Text excerpt:
** Begin **
COMPENSATION AND EXPENSES

 

Section 2.1. Advisory Fee. In consideration of the Advisory Services provided under this Agreement, Client acknowledges and agrees the Advisor (or its designees) shall be compensated for the Advisory Services via common shares in the Client, as outlined below (the “Advisory Compensation”):

Section 2.2 Common Shares in the Client. On the Effective Date of this Agreement, Advisor shall be granted and issue Eight Million five hundred thousand (8,500,000) common shares of the Client (the “Advisory Shares”). The Advisory Shares are considered fully earned, fully paid for, fully vested, and fully owned, by Advisor as of the Effective Date. While the Advisory Shares will be issued on a restricted basis, Advisor shall be granted full registration rights, including piggyback registration rights, relative to these Advisory Shares, as outlined in Section 2.3.

Section 2.3. Advisory Shares Registration Rights. The Client grants the following registration rights to Advisory relative to the Advisory Shares. If the Company at any time proposes to file any type of registration statement to register any of its securities under the 1933 Act for sale to the public, or any other Act of the Securities & Commission (the “Future Registration Statement”), Client shall include any or all Advisory Shares, as dictated by Advisor, in such Future Registration Statement. Unless instructed in writing to the contrary, the Advisor hereby automatically exercise the registration rights granted in this Section 2.3. The Advisor is hereby given the same rights and benefits as any other party identified in such Future Registration Statement. In the event that any registration pursuant to this Section 2.3 shall be, in whole or in part, an underwritten public offering of common stock of the Company, the number of shares of Advisor’s registrable securities to be included in such an underwriting may be reduced by the managing underwriter if and to the extent that the Company and the underwriter shall reasonably be of the opinion that such inclusion would adversely affect the marketing of the securities to be sold by the Company therein; provided.
** End **
Information shown:
** Begin **
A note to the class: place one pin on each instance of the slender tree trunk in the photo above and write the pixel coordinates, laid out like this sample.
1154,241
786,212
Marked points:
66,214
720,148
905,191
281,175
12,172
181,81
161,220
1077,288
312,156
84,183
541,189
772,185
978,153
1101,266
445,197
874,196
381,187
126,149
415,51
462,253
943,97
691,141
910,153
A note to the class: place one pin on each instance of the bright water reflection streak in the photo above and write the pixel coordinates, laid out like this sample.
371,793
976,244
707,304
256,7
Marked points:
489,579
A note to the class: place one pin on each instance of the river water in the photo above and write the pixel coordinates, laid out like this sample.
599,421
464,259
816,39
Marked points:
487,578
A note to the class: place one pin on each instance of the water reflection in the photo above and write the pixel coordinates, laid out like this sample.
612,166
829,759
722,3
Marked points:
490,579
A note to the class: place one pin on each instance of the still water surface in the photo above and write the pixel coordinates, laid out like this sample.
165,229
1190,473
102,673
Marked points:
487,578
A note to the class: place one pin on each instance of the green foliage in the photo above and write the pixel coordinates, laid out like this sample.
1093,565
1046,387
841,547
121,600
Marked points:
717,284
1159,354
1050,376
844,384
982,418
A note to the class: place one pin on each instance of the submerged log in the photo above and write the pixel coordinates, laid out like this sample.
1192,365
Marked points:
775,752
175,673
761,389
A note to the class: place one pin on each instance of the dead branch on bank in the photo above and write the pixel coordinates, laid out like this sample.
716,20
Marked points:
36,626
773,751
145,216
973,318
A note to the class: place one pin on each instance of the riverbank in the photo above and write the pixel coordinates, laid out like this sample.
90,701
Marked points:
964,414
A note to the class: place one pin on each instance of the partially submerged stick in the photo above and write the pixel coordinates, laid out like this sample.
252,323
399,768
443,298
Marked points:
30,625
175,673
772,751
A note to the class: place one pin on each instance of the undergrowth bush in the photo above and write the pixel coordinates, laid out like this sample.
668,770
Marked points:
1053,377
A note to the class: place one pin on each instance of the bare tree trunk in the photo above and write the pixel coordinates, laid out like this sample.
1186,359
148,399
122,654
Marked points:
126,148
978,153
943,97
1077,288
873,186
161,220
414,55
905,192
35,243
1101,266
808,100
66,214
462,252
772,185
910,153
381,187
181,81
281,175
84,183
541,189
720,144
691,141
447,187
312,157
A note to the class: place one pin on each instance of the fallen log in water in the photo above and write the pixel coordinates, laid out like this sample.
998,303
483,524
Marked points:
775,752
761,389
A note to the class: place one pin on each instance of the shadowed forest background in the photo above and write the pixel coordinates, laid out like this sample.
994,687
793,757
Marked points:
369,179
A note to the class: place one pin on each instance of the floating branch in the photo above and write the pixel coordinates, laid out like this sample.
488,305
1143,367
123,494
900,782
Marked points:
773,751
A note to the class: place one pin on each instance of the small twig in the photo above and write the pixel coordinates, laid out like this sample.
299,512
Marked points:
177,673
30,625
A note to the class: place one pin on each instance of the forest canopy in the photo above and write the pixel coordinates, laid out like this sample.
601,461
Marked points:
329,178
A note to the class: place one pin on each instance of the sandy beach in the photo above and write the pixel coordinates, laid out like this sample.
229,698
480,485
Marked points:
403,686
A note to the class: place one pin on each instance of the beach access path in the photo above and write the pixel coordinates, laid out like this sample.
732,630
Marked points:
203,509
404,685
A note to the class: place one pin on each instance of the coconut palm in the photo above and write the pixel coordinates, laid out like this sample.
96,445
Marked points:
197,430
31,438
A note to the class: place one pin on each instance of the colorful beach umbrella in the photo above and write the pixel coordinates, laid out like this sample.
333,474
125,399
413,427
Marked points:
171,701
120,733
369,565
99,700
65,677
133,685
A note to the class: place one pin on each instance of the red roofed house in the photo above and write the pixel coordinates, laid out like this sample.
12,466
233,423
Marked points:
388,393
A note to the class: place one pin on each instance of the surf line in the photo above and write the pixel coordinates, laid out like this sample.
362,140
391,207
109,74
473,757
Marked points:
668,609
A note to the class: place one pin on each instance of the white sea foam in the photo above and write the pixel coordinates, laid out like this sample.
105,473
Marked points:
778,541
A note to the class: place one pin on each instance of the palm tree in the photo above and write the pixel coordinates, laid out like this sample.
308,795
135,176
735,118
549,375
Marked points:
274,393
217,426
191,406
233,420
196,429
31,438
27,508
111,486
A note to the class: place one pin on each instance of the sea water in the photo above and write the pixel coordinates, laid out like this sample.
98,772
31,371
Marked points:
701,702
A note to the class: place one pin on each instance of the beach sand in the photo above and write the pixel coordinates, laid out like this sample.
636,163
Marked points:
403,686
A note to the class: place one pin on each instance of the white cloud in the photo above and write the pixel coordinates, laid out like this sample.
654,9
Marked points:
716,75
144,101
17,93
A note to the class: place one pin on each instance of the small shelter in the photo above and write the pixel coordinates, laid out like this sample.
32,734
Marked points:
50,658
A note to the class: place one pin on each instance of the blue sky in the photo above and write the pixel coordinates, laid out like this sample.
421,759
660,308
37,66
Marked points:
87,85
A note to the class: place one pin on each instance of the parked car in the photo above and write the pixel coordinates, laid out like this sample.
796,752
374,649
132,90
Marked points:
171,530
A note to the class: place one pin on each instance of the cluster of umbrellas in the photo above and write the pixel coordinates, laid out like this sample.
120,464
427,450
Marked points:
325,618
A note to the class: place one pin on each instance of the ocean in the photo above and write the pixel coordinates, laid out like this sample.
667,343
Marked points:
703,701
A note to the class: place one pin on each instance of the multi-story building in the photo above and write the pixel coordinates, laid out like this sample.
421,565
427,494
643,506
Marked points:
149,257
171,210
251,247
** End **
Work instructions:
Answer these questions from the compensation and expenses text.
1. How many common shares of the Client is the Advisor granted on the Effective Date?
2. What defined term does the text give to the Advisor's compensation for the Advisory Services?
3. In an underwritten public offering, who may reduce the number of the Advisor's registrable shares included in the underwriting?

Full solution:
1. Eight Million five hundred thousand (8,500,000) common shares.
2. The "Advisory Compensation."
3. The managing underwriter.